• [What the task requires] Carry on the article about the Cumbia Ninja soundtrack album, picking up after its last sentence.

Soundtrack album by Various artists
- Released: October 15, 2013
- Recorded: 2013
- Genre: Latin pop
- Length: 37:17
- Label: Sony Music

Singles from Cumbia Ninja
- "Ojos en la espalda" Released: April 5, 2013; "Ceviche" Released: May 1, 2013; "Somos niebla" Released: May 26, 2013; "Aire caliente" Released: June 6, 2013; "El horóscopo dice" Released: June 12, 2013;

= Cumbia Ninja (soundtrack) =

2013 soundtrack album by various artists

Cumbia Ninja is the soundtrack album to the eponymous series. The soundtrack was released on October 15, 2013, by Sony Music.

== Background ==

=== Production ===
The album was recorded during the filming of the first season of the television series. The lead single was "Ojos en la espalda" released on July 8, 2013, with their official video, and subsequently published other singles from the album.

• [Dataset content]
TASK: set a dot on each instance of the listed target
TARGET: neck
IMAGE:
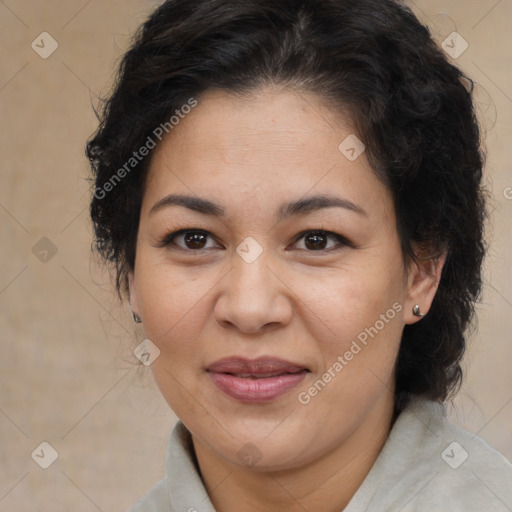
...
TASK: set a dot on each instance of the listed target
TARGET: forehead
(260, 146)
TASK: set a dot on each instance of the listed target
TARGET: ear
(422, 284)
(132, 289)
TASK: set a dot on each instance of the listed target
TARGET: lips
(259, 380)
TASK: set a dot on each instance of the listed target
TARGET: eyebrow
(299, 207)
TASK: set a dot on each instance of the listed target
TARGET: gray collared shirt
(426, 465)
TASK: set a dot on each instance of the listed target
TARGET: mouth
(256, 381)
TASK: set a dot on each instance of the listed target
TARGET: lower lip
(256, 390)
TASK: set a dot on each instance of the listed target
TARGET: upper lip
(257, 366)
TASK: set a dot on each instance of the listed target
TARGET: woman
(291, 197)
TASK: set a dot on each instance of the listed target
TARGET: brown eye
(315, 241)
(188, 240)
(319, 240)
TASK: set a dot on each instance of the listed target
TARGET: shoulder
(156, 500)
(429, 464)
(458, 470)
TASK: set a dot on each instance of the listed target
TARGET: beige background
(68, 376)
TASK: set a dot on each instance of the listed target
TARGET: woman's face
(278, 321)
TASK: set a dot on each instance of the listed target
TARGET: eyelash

• [Final result]
=== Released ===

Released in Latin America on October 8, 2013, in Italy on October 12, 2013, with 16 track. The album is available in record stores throughout Latin America and through iTunes, Deezer and Spotify in Mexico and Argentina.

The album is composed of 14 songs plus 3 additional versions performed by Ricardo Abarca and Brenda Asnicar, the lyrics of the songs on the album were written by Andres Gelos, screenwriter Cumbia Ninja and feature produced by Puerto Rican Master Chris.

== Track listing ==

=== Latin American edition ===

The Latin American edition contains 14 songs.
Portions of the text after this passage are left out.